Provided data:
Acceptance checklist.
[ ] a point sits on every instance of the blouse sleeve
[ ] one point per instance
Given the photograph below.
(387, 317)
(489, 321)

Your task: Would you reproduce every record above exactly as it appears?

Written solution:
Acceptance checklist.
[ ] a point sits on every instance of the blouse sleeve
[ ] one point per instance
Given the photograph below.
(387, 317)
(489, 321)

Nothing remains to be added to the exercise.